Poiché è la persona nella sua individualità a provare piacere e dolore, a creare problemi e ad accumulare karma (tutto il chiasso e la confusione che fa l’io), devi cominciare l’analisi da te stesso. Successivamente, quando capisci che la persona è priva di esistenza intrinseca, puoi estendere questa consapevolezza alle cose di cui godi, a quelle che sopporti e a quelle che utilizzi. In questo senso la persona è padrona.
Ecco perché Nagarjuna presenta dapprima l’assenza di sé delle persone e successivamente se ne serve come esempio dell’assenza di sé dei fenomeni. Nella Preziosa ghirlanda afferma che:
Una persona non è terra, non è acqua,
non è fuoco, non è vento, non è spazio,
non è la coscienza e non è il loro insieme;
ma quale persona esiste che non sia fatta di quegli elementi?
Come la persona non è un assoluto ma un composto di sei elementi costitutivi,
così anche ciascuno di essi è un composto e non un assoluto.

### ISTRUZIONE SCRITTA
Trascrivi per intero, parola per parola, il brano qui sopra sull'assenza di sé della persona.

### DATI FORNITI

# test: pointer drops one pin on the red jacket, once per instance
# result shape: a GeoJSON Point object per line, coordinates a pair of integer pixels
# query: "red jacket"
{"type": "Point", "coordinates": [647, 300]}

### SOLUZIONE SVOLTA
Poiché è la persona nella sua individualità a provare piacere e dolore, a creare problemi e ad accumulare karma (tutto il chiasso e la confusione che fa l’io), devi cominciare l’analisi da te stesso. Successivamente, quando capisci che la persona è priva di esistenza intrinseca, puoi estendere questa consapevolezza alle cose di cui godi, a quelle che sopporti e a quelle che utilizzi. In questo senso la persona è padrona.
Ecco perché Nagarjuna presenta dapprima l’assenza di sé delle persone e successivamente se ne serve come esempio dell’assenza di sé dei fenomeni. Nella Preziosa ghirlanda afferma che:
Una persona non è terra, non è acqua,
non è fuoco, non è vento, non è spazio,
non è la coscienza e non è il loro insieme;
ma quale persona esiste che non sia fatta di quegli elementi?
Come la persona non è un assoluto ma un composto di sei elementi costitutivi,
così anche ciascuno di essi è un composto e non un assoluto.